> [Given data]:
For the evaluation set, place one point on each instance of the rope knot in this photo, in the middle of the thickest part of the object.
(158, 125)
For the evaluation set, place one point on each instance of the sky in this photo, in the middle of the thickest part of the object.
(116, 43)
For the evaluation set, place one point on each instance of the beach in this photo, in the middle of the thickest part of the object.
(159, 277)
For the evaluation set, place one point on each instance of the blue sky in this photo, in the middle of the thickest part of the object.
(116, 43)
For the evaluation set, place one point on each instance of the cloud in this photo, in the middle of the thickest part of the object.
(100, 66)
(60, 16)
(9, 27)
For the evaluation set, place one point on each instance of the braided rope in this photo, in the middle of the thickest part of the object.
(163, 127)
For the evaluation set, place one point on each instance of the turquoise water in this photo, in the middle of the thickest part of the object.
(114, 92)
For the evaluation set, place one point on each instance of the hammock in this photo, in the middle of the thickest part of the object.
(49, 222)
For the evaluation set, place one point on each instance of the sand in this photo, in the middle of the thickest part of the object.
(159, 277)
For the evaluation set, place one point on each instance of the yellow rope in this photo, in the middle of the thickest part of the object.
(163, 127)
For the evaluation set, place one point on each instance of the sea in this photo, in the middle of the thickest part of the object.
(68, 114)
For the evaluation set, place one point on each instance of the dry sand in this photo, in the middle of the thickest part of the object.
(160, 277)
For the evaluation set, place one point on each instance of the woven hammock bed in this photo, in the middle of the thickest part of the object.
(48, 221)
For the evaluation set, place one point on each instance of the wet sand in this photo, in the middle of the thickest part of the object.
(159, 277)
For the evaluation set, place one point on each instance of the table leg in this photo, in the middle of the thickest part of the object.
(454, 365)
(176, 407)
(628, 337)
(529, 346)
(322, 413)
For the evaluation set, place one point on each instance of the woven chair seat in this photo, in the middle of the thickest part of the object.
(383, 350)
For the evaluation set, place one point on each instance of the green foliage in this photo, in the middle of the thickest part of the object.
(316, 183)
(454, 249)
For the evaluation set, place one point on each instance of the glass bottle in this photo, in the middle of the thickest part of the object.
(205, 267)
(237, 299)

> [Task to complete]: Copy the lines above word for word, starting at the line that contains "the woven hammock" and stopping after the final line.

> [Response below]:
For the evaluation set, place one point on each instance of the woven hammock bed in this photo, in the middle of the thickest part of the object.
(48, 221)
For the evaluation set, place one point on each instance of the wet sand in this photo, in the middle of the thickest part of the object.
(159, 277)
For the evaluation set, place one point on each instance of the table leg in this photo, in the middle of the thickest part of the object.
(454, 365)
(176, 407)
(628, 337)
(529, 346)
(322, 413)
For the evaluation set, place one point on each instance of the woven chair seat in this photo, in the middle of the thickest part of the object.
(383, 350)
For the evaluation set, place one point on each instance of the green foliage in this photo, in the middle of the thickest part of the object.
(316, 183)
(454, 249)
For the evaluation set, place one point on each instance of the glass bottle in this photo, in the middle of the thickest part of the object.
(205, 267)
(237, 299)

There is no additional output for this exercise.